_Work task A_
Do these statements agree with the abstract on lattice cylindrical shells? For each, answer yes or no and quote the words of the abstract that decide it. (i) The buckling loads from the genetic algorithm were checked with a finite element model. (ii) The solid hollow cylinders were analyzed with the genetic algorithm. (iii) The solid hollow cylinder in the comparison has the same weight, length and outer diameter as the lattice cylinder.
_Work task B_
How would you render this sentence from the lattice shell abstract in Spanish: "The results demonstrate relatively close agreement between the buckling loads obtained from GA and FEM for such shells."
_Work task C_
Carry on the lattice shell abstract past its last sentence.

Segment Start: Page excerpt

Optimization of geometric parameters of latticed structures using genetic algorithm

The purpose of this paper is to analyze a squared lattice cylindrical shell under compressive axial load and to optimize the geometric parameters to achieve the maximum buckling load. Also a comparison between buckling loads of a squared lattice cylinder and a solid hollow cylinder with equal weight, length and outer diameter is performed to reveal the superior performance of the squared lattice cylindrical shells.

A cylindrical lattice shell includes circumferential and longitudinal rods with geometric parameters such as cross‐section areas of the rods, distances and angles between them. In this study, the governing differential equation for buckling load which can be presumed as a criterion for designing lattice structures with a specific weight is derived and is used as an objective function in genetic algorithm (GA) method to calculate the optimum geometric parameters of the shell. The optimum parameters were modelled in finite element method (FEM) in order to verify the buckling loads obtained from GA. In another effort, the FEM was applied to analyze the solid hollow cylinders.

The results demonstrate relatively close agreement between the buckling loads obtained from GA and FEM for such shells. It was also shown that latticed cylinders have better performance to carry compressive axial loads than the equivalent solid hollow cylinders with equal weights, lengths and outer diameters.

Segment End: Page excerpt
Segment Start: Recorded information

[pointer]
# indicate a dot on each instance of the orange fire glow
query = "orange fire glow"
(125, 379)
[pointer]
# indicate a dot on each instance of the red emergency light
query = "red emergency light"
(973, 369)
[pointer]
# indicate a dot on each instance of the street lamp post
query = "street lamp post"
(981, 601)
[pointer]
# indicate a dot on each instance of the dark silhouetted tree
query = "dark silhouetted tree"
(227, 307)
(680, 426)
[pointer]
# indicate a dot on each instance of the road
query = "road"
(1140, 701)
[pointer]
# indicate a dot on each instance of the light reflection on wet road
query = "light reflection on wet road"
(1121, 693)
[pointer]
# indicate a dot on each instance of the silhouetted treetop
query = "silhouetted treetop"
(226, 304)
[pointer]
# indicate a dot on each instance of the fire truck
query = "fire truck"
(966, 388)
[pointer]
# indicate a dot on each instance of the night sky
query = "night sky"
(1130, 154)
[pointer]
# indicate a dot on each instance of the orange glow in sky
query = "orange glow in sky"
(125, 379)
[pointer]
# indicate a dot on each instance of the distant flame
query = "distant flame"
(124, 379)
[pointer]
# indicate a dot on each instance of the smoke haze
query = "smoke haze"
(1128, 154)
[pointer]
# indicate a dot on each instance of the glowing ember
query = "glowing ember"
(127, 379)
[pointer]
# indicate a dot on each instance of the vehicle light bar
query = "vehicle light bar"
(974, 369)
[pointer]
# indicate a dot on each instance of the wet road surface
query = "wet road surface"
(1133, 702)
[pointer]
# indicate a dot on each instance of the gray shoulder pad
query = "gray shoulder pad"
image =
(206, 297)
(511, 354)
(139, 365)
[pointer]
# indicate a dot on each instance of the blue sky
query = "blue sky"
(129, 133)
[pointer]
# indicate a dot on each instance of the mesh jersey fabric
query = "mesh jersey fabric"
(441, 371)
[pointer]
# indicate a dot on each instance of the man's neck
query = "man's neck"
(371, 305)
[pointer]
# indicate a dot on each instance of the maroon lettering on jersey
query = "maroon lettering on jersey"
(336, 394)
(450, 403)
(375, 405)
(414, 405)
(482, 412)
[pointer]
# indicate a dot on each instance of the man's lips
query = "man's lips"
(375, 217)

Segment End: Recorded information

_Output A_
(i) Yes: "The optimum parameters were modelled in finite element method (FEM) in order to verify the buckling loads obtained from GA."
(ii) No: "In another effort, the FEM was applied to analyze the solid hollow cylinders."
(iii) Yes: "a solid hollow cylinder with equal weight, length and outer diameter"

_Output B_
Los resultados demuestran una concordancia relativamente estrecha entre las cargas de pandeo obtenidas mediante AG y MEF para dichas cáscaras.

_Output C_
The studies reported in this paper have been carried out for a single squared lattice shell without using two‐side skins. However, using skins can give better performance in carrying compressive axial loads.

The results in this paper show that this type of effective, economical lightweight and functional structures could be applied as inter‐stages, inter‐tanks, aircraft fuselage, rocket motor cases, pressure vessels and other elements of civil engineering structures in order to have greater strength and lower weight.

Squared lattice cylindrical shell with optimum geometric design could provide the chance for eliminating the stiffeners of shells in aerospace structures in order to decrease the weight and increase the load‐bearing capacity.